Written task A
Switch "Team Tejas" to "Team Texas" in the El Gato Negro character profile, then reproduce the stretch from "- Created by: Richard" through "#1 (October 1993)." with that single change.
Written task B
Resume the El Gato Negro character profile, carrying it on from its final sentence.

Document excerpt
- Francisco as El Gato Negro. Art by Richard Dominguez

Publication information
- Publisher: Azteca Productions
- First appearance: El Gato Negro #1 (1993)
- Created by: Richard Dominguez

In-story information
- Alter ego: Francisco "Pancho" Guerrero
- Team affiliations: Team Tejas
- Notable aliases: The Nocturnal Warrior
- Abilities: Expert in Ninjitsu, Expert in Taijitsu, Highly trained luchador, Boxing, Highly trained weapons expert, Access to high tech equipment, Master detective

= Francisco Guerrero (character) =

Secret identity of comic book superhero El Gato Negro

Francisco "Pancho" Guerrero Jr., also known as El Gato Negro, is a fictional character and comic book superhero created by Richard Dominguez and published by Azteca Productions. The character made his first appearance in El Gato Negro #1 (October 1993).

Record set
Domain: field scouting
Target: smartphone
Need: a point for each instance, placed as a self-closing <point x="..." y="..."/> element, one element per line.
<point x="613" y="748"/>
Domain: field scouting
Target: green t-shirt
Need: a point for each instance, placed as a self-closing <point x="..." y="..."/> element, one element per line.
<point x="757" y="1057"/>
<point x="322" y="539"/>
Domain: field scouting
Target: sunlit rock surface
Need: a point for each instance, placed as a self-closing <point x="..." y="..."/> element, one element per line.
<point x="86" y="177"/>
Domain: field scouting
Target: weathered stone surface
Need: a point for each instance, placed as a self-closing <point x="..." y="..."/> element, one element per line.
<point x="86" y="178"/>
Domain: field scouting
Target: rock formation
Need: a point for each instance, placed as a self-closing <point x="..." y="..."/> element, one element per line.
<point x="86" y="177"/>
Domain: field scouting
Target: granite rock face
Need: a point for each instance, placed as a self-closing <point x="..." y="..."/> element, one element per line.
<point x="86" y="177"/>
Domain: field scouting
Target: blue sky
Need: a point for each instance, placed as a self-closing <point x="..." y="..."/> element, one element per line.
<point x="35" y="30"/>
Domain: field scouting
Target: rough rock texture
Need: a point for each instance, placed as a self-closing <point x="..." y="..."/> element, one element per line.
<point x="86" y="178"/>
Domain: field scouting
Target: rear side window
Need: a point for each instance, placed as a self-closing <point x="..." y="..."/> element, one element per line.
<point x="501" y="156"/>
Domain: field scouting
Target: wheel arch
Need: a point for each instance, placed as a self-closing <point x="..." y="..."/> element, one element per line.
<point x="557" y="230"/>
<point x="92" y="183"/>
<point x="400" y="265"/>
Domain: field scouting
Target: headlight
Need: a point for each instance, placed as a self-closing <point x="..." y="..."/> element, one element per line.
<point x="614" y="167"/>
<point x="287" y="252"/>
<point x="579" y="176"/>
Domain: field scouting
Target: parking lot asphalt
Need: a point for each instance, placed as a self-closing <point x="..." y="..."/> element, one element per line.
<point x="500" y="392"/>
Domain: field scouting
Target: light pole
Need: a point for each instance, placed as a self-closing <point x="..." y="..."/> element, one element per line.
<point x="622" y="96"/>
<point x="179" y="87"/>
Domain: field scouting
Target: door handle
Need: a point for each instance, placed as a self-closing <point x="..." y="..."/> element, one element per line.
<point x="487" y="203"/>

Exercise result A
- Created by: Richard Dominguez

In-story information
- Alter ego: Francisco "Pancho" Guerrero
- Team affiliations: Team Texas
- Notable aliases: The Nocturnal Warrior
- Abilities: Expert in Ninjitsu, Expert in Taijitsu, Highly trained luchador, Boxing, Highly trained weapons expert, Access to high tech equipment, Master detective

= Francisco Guerrero (character) =

Secret identity of comic book superhero El Gato Negro

Francisco "Pancho" Guerrero Jr., also known as El Gato Negro, is a fictional character and comic book superhero created by Richard Dominguez and published by Azteca Productions. The character made his first appearance in El Gato Negro #1 (October 1993).

Exercise result B
Grandson of the original El Gato Negro, a former luchador-turned-adventurer, Francisco works as a social worker in Edinburg, Texas and devotes most of his free time to community service. Driven by the gruesome murder of his best friend at the hands of drug-smugglers, Francisco becomes the new El Gato Negro in order to wage war on crime. Unlike most superheroes, he possesses no superpowers and instead makes use of his own athletic abilities, accumulative knowledge, detective skills to fight crime. Operating throughout Lower Rio Grande Valley, he is assisted by several supporting characters including his grandfather Agustin Guerrero and weapons-mechanic expert Antonio Trujillo, and fights an assortment of villains ranging from common criminals to outlandish supervillains. Despite being popular with the citizens of his community, El Gato Negro is constantly being hunted by local law enforcement and sensationalized as a menace to society by the media. El Gato Negro is known to perform his vigilante activities under the cover of darkness, earning him the nickname The Nocturnal Warrior, a term which first appeared in within the comics in El Gato Negro #3 (Nov. 1995).

The character's debut series was met with critical success but lasted only four issues. After a seven-year hiatus, El Gato Negro later returned to be published in a new second series entitled, "El Gato Negro: Nocturnal Warrior". El Gato Negro's popularity has landed him guest-starring roles in several publications and other media including being featured in Mountain Dew's "Do the Dew" Tour. Dominguez is currently in-talks for a possible live-action film adaption based on the character.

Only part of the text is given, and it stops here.